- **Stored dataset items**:
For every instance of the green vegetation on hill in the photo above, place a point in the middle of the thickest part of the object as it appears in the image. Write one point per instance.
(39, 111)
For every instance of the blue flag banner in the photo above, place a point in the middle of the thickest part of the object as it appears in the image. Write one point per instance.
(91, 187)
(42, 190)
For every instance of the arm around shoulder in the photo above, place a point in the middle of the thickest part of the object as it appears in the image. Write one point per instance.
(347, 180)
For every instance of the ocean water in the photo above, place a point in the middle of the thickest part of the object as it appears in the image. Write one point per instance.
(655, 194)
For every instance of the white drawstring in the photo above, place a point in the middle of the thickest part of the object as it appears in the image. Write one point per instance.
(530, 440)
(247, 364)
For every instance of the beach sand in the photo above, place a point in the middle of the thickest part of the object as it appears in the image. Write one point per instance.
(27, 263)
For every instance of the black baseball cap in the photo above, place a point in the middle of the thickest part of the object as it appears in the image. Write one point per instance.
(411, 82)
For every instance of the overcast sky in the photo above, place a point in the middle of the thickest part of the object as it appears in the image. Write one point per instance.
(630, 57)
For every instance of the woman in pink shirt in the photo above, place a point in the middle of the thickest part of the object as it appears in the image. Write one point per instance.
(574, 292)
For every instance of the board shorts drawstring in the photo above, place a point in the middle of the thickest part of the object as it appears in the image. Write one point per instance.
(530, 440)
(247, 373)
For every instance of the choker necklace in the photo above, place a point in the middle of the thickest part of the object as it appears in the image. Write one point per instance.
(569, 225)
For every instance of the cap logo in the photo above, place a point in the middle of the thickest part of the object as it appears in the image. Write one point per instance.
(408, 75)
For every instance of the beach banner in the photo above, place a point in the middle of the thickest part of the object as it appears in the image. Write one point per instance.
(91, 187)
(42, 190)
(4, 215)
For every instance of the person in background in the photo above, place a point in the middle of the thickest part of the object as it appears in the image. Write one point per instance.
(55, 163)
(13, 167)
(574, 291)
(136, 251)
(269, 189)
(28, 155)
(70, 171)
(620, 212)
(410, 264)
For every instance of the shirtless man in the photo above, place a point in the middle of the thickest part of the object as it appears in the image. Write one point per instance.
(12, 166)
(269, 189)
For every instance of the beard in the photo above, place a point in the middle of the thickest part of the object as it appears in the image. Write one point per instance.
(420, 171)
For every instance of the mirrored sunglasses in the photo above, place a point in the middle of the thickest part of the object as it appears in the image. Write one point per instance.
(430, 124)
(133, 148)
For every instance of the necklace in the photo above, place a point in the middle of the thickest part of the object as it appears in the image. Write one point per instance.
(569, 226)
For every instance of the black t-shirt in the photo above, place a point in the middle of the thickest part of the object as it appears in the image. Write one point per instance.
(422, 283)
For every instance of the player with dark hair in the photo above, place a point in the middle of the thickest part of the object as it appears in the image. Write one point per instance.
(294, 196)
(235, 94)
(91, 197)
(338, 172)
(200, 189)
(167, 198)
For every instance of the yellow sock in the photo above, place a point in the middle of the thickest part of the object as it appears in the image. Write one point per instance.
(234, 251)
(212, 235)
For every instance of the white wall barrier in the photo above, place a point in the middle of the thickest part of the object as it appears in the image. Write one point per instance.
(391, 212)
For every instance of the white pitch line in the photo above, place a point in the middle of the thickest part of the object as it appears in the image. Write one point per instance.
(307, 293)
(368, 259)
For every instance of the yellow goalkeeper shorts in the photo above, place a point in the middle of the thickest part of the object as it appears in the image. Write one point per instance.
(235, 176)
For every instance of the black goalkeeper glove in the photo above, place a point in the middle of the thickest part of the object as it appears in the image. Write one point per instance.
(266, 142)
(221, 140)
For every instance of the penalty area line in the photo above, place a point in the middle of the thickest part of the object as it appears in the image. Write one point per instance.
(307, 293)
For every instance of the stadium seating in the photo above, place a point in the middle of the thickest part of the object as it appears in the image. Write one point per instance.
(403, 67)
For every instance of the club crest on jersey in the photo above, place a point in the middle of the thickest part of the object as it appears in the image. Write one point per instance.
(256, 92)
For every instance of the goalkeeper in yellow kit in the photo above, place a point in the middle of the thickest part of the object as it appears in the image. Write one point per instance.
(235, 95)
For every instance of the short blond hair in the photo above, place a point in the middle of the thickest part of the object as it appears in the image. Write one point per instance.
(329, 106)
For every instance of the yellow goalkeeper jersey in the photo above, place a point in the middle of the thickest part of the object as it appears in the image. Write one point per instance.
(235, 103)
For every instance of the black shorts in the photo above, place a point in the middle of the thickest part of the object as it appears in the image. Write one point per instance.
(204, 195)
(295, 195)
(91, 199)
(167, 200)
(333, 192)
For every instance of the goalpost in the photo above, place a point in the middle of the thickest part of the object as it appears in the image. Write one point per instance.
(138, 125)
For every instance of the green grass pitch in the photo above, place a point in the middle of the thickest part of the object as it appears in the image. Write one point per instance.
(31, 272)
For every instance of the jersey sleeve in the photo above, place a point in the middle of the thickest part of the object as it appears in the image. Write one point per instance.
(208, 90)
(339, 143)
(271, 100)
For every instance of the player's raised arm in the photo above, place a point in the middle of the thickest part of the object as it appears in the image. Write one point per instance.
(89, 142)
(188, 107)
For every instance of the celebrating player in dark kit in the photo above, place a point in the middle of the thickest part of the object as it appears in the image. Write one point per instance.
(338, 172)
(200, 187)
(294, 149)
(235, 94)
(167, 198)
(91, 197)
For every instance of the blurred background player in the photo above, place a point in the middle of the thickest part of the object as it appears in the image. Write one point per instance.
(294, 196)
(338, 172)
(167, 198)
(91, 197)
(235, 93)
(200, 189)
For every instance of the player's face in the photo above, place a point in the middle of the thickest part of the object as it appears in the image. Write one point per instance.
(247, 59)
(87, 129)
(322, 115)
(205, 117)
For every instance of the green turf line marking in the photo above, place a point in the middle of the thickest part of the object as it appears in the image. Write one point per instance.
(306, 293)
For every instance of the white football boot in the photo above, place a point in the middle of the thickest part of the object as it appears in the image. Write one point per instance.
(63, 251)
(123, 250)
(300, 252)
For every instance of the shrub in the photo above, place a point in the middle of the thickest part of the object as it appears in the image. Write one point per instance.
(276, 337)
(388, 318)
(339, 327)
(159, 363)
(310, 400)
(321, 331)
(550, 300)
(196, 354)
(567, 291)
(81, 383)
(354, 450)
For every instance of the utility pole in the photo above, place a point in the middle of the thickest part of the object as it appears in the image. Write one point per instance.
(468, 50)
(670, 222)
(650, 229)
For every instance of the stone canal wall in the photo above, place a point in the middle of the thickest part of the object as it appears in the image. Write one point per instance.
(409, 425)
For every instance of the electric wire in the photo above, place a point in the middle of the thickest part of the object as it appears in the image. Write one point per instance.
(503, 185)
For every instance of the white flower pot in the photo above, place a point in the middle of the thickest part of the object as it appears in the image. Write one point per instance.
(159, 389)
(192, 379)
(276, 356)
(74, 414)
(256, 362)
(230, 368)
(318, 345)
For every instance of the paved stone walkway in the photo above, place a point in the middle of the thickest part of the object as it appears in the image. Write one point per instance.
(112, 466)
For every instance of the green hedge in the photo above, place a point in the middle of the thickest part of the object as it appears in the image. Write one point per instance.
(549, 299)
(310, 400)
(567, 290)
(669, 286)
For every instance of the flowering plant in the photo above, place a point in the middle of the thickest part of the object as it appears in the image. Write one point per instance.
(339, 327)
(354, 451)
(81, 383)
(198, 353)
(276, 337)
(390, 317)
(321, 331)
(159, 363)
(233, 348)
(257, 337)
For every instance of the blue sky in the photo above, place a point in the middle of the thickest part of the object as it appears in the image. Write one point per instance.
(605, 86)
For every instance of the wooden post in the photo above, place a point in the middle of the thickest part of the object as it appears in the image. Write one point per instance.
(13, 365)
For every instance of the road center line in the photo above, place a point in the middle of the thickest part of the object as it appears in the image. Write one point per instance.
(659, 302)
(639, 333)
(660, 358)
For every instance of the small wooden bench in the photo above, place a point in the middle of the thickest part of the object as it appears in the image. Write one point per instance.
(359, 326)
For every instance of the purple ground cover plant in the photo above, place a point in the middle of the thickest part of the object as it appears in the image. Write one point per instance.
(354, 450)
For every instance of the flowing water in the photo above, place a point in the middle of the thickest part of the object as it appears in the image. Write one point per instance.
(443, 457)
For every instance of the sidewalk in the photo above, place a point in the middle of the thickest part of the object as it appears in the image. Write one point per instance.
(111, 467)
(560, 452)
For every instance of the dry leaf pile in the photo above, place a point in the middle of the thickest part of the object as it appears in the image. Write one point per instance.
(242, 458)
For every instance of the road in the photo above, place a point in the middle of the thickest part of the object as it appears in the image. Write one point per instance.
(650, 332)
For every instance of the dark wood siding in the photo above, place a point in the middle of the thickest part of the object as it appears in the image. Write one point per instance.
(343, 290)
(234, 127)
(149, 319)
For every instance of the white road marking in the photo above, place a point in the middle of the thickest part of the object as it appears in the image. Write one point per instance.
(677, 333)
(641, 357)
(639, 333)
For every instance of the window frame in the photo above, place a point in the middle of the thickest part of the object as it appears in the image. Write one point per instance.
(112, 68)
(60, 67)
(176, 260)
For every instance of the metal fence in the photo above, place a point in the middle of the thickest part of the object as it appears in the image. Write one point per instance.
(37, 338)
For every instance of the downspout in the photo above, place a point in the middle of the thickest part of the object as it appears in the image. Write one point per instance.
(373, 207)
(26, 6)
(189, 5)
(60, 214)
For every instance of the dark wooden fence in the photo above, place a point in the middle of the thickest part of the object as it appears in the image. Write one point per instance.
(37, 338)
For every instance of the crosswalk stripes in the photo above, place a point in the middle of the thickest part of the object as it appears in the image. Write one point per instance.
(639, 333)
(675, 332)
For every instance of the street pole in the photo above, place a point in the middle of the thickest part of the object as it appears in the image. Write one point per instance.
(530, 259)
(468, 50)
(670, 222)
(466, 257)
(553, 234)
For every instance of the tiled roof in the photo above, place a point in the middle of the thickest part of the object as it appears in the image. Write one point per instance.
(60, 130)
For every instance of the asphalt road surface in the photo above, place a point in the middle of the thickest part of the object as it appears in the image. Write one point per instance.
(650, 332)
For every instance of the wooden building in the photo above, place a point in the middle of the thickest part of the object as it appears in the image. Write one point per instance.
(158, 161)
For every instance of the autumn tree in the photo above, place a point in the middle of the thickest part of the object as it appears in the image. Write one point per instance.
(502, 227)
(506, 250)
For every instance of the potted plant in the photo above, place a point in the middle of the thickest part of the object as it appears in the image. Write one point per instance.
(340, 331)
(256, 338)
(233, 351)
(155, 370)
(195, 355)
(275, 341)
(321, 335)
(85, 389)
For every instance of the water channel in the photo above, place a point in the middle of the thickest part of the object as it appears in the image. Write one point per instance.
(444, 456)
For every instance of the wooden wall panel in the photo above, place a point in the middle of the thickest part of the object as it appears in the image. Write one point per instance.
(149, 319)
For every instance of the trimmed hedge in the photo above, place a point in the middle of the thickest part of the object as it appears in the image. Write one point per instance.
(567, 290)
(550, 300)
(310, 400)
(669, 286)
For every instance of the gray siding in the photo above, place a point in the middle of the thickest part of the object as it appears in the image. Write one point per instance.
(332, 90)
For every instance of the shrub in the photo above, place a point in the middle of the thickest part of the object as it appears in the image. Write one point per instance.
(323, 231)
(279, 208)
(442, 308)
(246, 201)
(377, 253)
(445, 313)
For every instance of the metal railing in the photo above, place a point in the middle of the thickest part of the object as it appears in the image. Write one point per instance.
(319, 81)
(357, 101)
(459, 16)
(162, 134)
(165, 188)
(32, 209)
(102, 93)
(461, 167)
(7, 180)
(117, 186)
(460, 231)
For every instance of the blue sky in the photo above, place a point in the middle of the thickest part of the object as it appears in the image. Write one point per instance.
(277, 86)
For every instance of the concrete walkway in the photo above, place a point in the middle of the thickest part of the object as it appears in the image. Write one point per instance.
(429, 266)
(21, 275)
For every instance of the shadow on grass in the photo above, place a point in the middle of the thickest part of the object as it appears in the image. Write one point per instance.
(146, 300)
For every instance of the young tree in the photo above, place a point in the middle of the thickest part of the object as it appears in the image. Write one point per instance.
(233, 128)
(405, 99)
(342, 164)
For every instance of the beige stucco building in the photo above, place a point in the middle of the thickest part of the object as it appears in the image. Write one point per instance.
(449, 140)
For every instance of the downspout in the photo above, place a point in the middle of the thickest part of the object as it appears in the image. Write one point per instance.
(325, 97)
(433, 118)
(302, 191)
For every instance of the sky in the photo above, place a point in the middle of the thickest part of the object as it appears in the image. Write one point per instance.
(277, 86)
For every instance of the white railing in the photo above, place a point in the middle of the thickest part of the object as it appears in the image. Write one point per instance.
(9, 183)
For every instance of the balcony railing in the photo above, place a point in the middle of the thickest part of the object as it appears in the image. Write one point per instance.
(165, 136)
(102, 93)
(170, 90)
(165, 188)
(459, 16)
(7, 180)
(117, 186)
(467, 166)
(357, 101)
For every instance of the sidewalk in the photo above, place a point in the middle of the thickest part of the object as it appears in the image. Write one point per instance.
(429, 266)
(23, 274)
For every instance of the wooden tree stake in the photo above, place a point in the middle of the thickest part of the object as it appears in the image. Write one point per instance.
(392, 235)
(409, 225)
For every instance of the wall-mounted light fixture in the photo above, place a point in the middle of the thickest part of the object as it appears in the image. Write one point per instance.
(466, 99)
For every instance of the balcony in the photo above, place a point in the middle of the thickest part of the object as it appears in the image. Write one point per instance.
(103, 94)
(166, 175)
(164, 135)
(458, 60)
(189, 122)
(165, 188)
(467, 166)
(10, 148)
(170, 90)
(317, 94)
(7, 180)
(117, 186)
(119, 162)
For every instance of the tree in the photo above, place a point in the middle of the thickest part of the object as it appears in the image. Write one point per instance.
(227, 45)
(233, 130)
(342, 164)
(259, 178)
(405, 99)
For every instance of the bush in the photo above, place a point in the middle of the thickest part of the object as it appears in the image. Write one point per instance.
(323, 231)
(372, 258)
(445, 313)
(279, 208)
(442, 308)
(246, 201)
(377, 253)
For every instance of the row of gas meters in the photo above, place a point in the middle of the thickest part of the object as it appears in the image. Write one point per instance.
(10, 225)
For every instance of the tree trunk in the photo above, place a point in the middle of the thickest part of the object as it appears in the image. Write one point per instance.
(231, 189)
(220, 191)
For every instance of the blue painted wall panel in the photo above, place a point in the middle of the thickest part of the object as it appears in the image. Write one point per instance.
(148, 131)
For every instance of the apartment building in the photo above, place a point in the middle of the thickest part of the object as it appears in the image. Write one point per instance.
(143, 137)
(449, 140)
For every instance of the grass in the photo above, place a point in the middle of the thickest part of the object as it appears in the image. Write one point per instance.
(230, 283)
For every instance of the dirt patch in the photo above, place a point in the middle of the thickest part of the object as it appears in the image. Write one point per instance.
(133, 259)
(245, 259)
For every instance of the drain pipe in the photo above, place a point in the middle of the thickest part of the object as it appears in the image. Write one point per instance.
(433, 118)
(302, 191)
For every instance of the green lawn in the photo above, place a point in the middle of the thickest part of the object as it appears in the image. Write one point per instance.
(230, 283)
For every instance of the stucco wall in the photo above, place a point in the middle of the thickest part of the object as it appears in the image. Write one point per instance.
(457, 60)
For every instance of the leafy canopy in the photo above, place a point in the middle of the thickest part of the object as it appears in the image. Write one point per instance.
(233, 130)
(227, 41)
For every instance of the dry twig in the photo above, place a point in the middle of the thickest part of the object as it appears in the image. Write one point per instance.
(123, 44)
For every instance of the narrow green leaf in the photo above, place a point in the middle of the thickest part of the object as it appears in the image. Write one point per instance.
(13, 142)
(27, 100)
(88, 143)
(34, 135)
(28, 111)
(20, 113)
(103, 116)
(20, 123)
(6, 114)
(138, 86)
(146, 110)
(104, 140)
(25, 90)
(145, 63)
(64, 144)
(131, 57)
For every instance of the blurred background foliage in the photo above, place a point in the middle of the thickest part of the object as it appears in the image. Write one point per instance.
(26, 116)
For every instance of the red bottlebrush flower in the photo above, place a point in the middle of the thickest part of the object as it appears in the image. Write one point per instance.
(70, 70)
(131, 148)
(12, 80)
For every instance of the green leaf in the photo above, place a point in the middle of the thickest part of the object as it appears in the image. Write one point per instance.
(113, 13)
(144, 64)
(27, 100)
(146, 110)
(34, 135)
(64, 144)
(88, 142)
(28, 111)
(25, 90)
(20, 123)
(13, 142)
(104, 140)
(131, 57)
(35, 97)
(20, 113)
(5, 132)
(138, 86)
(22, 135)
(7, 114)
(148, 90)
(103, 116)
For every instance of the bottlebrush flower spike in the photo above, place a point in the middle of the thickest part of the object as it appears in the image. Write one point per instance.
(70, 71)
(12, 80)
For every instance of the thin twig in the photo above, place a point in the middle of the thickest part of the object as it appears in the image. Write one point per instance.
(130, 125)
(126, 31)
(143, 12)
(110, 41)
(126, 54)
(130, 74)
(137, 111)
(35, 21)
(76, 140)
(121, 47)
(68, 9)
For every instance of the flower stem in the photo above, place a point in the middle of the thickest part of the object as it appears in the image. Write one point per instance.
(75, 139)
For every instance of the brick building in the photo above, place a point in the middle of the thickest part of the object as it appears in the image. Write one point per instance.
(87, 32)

- **WHAT YOU SHOULD DO**:
From the line with "For every instance of the blurred background foliage" to the last line of the material, give every line again exactly, and only those lines.

- **RESULT FOR THIS TASK**:
For every instance of the blurred background foliage in the photo above, place a point in the middle of the thickest part of the object as it appears in the image. Write one point per instance.
(26, 116)
For every instance of the red bottlebrush flower in the photo above, place a point in the middle of the thickest part of the object as it appears in the image. Write one point per instance.
(70, 70)
(131, 148)
(12, 80)
For every instance of the green leaf in the photo above, place a point in the middle of the thickest part of the object as it appears in the image. Write one point per instance.
(113, 13)
(144, 64)
(27, 100)
(146, 110)
(34, 135)
(64, 144)
(88, 142)
(28, 111)
(25, 90)
(20, 123)
(13, 142)
(104, 140)
(131, 57)
(35, 97)
(20, 113)
(5, 132)
(138, 86)
(22, 135)
(7, 114)
(148, 90)
(103, 116)
For every instance of the bottlebrush flower spike in the photo above, place a point in the middle of the thickest part of the object as it appears in the image. Write one point per instance.
(70, 71)
(12, 80)
For every instance of the thin twig in the photo above, place a point in the middle of the thickest part of the object as it appears in the image. Write one point per instance.
(130, 125)
(126, 31)
(143, 12)
(110, 41)
(126, 54)
(130, 74)
(137, 111)
(35, 21)
(76, 140)
(121, 47)
(68, 9)
For every instance of the flower stem in the photo above, place a point in the middle of the thickest part of the object as it appears in the image. Write one point per instance.
(75, 139)
For every instance of the brick building in the photo above, place a point in the middle of the thickest part of the object as it appears in the image. Write one point per instance.
(87, 32)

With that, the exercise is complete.